## Problem requirements
Please locate every line in the items below that contains the word "blue" and copy each of those lines.

-- begin Data supplied --

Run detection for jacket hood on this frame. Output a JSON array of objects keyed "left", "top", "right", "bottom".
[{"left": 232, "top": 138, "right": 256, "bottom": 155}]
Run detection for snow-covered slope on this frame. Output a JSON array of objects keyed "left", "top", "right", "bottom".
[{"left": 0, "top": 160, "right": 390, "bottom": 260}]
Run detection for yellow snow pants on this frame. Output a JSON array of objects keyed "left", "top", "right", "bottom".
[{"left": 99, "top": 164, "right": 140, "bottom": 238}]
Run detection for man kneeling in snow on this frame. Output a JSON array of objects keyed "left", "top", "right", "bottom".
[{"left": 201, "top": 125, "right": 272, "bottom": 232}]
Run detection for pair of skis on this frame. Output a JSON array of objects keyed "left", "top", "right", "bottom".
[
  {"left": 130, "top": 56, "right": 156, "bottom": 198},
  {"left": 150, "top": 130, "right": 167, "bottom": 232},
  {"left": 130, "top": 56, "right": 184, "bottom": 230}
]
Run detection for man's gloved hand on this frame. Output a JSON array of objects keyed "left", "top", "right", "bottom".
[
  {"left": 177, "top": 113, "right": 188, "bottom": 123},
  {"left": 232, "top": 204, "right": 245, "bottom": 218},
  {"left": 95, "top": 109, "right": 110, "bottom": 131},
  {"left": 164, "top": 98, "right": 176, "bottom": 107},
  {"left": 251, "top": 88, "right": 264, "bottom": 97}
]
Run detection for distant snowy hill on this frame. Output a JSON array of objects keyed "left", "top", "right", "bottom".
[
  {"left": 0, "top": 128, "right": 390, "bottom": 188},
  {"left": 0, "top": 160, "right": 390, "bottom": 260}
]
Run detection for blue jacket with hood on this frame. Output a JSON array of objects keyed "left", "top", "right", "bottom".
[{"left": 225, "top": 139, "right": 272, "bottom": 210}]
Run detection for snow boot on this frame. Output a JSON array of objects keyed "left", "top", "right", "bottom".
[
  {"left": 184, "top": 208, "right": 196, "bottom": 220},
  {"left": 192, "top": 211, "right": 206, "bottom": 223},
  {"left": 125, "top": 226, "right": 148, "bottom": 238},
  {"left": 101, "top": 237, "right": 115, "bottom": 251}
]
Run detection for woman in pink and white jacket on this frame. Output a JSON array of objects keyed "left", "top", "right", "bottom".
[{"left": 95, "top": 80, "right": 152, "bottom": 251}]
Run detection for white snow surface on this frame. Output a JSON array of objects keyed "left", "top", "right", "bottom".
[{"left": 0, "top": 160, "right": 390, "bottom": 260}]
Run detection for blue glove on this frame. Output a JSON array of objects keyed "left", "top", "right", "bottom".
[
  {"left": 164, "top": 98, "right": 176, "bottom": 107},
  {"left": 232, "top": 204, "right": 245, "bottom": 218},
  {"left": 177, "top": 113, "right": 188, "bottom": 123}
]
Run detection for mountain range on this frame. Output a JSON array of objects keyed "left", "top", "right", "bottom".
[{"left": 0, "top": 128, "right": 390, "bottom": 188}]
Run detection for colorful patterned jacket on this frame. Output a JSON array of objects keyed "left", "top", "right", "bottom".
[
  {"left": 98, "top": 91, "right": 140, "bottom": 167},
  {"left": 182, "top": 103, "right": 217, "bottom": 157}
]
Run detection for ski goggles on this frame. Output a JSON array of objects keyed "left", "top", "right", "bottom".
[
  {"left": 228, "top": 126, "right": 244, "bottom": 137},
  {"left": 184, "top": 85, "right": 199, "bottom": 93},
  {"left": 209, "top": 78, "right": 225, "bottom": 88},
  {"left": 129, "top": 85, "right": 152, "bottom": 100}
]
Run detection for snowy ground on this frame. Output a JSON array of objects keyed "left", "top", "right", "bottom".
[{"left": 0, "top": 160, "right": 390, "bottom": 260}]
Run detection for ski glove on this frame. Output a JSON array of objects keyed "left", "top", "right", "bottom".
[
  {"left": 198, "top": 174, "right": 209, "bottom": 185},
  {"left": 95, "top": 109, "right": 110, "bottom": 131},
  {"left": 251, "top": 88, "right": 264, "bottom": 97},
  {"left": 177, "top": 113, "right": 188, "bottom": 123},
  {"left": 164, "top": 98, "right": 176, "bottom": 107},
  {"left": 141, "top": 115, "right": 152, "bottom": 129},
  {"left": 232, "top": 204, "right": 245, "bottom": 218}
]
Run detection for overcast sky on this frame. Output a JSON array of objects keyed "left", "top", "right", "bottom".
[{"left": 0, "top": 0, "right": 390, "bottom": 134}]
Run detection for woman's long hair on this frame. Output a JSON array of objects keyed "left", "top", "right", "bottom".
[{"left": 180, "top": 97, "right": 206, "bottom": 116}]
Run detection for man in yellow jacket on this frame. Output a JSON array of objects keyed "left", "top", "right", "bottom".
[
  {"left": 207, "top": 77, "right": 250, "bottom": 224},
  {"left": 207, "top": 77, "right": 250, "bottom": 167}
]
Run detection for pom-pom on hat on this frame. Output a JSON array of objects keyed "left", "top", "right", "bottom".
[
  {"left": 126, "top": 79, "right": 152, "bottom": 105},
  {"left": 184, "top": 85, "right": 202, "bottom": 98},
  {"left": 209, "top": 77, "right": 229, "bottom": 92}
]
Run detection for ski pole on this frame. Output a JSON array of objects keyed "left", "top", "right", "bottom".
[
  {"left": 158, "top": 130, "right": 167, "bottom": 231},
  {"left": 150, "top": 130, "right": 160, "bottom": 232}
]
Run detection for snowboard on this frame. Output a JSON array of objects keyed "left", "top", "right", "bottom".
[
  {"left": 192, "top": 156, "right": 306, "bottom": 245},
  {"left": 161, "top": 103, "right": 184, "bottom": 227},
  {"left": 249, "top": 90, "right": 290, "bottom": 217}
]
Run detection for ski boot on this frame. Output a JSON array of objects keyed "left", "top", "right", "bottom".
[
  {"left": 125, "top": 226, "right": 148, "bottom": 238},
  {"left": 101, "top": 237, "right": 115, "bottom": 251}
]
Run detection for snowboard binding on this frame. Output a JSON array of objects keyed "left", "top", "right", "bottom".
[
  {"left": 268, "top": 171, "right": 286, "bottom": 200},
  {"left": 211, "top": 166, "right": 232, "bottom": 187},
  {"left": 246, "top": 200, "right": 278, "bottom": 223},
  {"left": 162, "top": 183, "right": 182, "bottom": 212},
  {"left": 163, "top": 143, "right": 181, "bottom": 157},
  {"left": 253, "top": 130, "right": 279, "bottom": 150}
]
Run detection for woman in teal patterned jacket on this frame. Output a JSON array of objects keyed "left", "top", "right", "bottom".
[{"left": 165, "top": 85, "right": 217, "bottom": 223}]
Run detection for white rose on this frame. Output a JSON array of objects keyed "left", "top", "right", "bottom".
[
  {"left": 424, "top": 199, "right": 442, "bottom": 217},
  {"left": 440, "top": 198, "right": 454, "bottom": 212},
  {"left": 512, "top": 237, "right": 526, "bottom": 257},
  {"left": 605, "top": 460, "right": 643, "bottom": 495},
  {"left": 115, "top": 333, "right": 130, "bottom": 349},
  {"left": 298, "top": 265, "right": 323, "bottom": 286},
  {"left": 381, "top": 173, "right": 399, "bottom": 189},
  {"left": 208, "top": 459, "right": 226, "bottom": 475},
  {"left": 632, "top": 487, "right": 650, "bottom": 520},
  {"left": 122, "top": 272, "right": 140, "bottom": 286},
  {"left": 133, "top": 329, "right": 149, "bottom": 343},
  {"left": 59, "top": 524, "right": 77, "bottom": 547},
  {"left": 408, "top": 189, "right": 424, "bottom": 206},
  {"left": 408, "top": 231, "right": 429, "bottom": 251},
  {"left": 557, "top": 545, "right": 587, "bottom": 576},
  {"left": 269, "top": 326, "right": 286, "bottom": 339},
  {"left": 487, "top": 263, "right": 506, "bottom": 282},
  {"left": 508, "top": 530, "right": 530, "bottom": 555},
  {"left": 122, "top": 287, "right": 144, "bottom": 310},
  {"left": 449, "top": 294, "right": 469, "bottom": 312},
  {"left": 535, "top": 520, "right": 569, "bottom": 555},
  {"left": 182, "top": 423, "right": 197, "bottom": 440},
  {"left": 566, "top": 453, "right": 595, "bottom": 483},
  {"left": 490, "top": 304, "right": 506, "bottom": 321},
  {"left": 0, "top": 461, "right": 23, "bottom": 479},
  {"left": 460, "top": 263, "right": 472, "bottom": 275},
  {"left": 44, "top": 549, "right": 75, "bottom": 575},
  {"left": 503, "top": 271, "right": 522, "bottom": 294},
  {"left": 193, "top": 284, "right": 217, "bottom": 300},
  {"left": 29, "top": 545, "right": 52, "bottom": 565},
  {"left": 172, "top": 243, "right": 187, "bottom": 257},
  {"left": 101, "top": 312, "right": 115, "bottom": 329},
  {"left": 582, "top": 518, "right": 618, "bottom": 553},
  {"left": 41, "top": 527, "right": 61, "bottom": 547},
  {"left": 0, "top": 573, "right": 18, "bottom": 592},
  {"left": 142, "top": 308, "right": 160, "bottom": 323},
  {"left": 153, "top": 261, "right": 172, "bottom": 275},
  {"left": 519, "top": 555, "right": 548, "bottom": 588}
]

-- end Data supplied --

## Answer to the problem
Run detection for blue jacket with hood on this frame. Output a JSON array of objects keyed "left", "top", "right", "bottom".
Run detection for blue glove on this frame. Output a JSON array of objects keyed "left", "top", "right", "bottom".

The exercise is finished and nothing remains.